Given task:
Please rewrite the data below as a numbered list, leaving out any blank lines.
###
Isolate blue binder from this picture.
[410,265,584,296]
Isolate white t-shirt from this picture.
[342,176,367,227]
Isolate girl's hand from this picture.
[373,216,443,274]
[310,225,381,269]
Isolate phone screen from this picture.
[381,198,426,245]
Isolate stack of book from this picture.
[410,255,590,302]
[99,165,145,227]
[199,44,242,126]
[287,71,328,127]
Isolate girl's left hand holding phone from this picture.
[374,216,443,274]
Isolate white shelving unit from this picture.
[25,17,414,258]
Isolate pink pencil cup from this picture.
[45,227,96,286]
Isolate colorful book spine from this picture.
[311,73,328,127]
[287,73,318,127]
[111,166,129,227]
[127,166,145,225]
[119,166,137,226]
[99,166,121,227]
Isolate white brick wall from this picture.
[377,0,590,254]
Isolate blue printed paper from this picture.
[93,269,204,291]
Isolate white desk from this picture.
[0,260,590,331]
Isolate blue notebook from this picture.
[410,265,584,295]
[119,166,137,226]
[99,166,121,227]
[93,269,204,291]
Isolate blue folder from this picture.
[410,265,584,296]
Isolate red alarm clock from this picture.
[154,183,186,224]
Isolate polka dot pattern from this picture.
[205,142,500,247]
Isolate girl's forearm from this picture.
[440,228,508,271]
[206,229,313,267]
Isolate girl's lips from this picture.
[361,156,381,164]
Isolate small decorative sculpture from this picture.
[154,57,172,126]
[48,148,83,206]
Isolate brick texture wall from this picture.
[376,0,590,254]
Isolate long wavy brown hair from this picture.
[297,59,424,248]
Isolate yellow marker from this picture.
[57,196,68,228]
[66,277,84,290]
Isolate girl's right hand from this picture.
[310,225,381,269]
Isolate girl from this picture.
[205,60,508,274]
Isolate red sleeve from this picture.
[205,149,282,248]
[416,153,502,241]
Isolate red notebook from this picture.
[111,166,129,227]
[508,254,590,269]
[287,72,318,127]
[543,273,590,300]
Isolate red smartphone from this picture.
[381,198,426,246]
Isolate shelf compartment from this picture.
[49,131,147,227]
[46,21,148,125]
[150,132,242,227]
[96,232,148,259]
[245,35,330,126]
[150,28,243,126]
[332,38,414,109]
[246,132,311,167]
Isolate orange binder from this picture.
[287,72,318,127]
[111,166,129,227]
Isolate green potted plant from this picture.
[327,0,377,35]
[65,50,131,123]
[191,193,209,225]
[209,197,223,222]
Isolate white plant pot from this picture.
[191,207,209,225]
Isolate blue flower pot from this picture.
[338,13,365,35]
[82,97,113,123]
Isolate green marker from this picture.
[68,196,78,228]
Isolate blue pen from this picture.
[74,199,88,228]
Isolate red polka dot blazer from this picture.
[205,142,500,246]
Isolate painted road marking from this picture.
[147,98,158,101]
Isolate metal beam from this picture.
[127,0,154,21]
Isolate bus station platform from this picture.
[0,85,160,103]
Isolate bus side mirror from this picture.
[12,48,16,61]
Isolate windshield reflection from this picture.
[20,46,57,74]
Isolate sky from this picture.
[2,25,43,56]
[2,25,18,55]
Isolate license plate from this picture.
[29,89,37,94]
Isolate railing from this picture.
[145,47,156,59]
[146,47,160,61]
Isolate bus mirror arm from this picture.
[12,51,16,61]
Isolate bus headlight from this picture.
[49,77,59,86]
###
Full answer:
1. Isolate blue binder from this picture.
2. [410,265,584,296]
3. Isolate white t-shirt from this picture.
4. [342,176,367,227]
5. Isolate girl's hand from this picture.
6. [373,216,443,274]
7. [310,225,381,269]
8. Isolate phone screen from this picture.
9. [381,198,426,245]
10. Isolate stack of book from this picture.
11. [410,255,590,302]
12. [99,165,145,227]
13. [199,44,242,126]
14. [287,71,328,127]
15. Isolate girl's left hand holding phone from this picture.
16. [374,216,443,274]
17. Isolate white shelving unit from this picture.
18. [25,17,414,258]
19. Isolate pink pencil cup from this picture.
20. [45,227,96,286]
21. Isolate colorful book spine from this picture.
22. [311,73,328,127]
23. [287,73,318,127]
24. [111,166,129,227]
25. [127,166,145,225]
26. [119,166,137,226]
27. [99,166,121,227]
28. Isolate white brick wall from this picture.
29. [377,0,590,254]
30. Isolate blue printed paper from this picture.
31. [93,269,204,291]
32. Isolate white desk from this picture.
33. [0,260,590,331]
34. Isolate blue notebook from this picture.
35. [410,265,584,295]
36. [119,166,137,226]
37. [99,166,121,227]
38. [93,269,204,291]
39. Isolate blue folder from this picture.
40. [410,265,584,296]
41. Isolate red alarm clock from this picture.
42. [154,183,186,224]
43. Isolate polka dot pattern from this picture.
44. [205,142,500,247]
45. Isolate girl's forearm from this picture.
46. [440,228,508,271]
47. [206,229,313,267]
48. Isolate girl's lips from this picture.
49. [361,156,381,164]
50. Isolate small decorative sculpture from this picture.
51. [154,57,172,126]
52. [48,148,83,206]
53. Isolate brick texture wall from this picture.
54. [376,0,590,254]
55. Isolate long wavy brown hair from this picture.
56. [297,59,424,248]
57. Isolate yellow marker from this picture.
58. [57,196,68,228]
59. [66,277,84,290]
60. Isolate girl's right hand from this picture.
61. [310,225,381,269]
62. Isolate girl from this picture.
63. [205,60,508,274]
64. Isolate red sleeve from this picture.
65. [205,149,282,248]
66. [416,153,502,241]
67. Isolate red notebook from this picture.
68. [111,166,129,227]
69. [508,254,590,269]
70. [287,72,318,127]
71. [543,273,590,300]
72. Isolate red smartphone from this picture.
73. [381,198,426,246]
74. Isolate shelf compartment from this picture.
75. [49,131,147,227]
76. [46,21,148,125]
77. [150,132,242,227]
78. [96,232,148,259]
79. [245,35,330,126]
80. [150,28,243,126]
81. [332,38,414,109]
82. [246,132,311,167]
83. Isolate orange binder from this picture.
84. [287,72,318,127]
85. [111,166,129,227]
86. Isolate green potted plant from this picture.
87. [327,0,377,35]
88. [65,50,131,123]
89. [191,193,209,225]
90. [209,197,223,222]
91. Isolate white plant pot from this picture.
92. [191,207,209,225]
93. Isolate blue flower pot from this picture.
94. [338,13,365,35]
95. [82,97,113,123]
96. Isolate green marker from this picture.
97. [68,196,78,228]
98. Isolate blue pen from this picture.
99. [74,199,88,228]
100. Isolate red polka dot blazer from this picture.
101. [205,142,500,246]
102. Isolate painted road marking from this picture.
103. [147,98,158,101]
104. Isolate metal beam from this picture.
105. [127,0,154,21]
106. Isolate bus station platform from this picture.
107. [0,85,160,103]
108. Isolate bus side mirror from this picture.
109. [12,48,16,61]
110. Isolate windshield reflection from this picture.
111. [20,46,57,74]
112. Isolate sky from this picture.
113. [2,25,43,56]
114. [2,25,18,55]
115. Isolate license plate from this picture.
116. [29,89,37,94]
117. Isolate railing from this picture.
118. [145,47,156,59]
119. [146,47,160,61]
120. Isolate bus mirror arm from this picture.
121. [12,51,16,61]
122. Isolate bus headlight from this picture.
123. [49,77,59,86]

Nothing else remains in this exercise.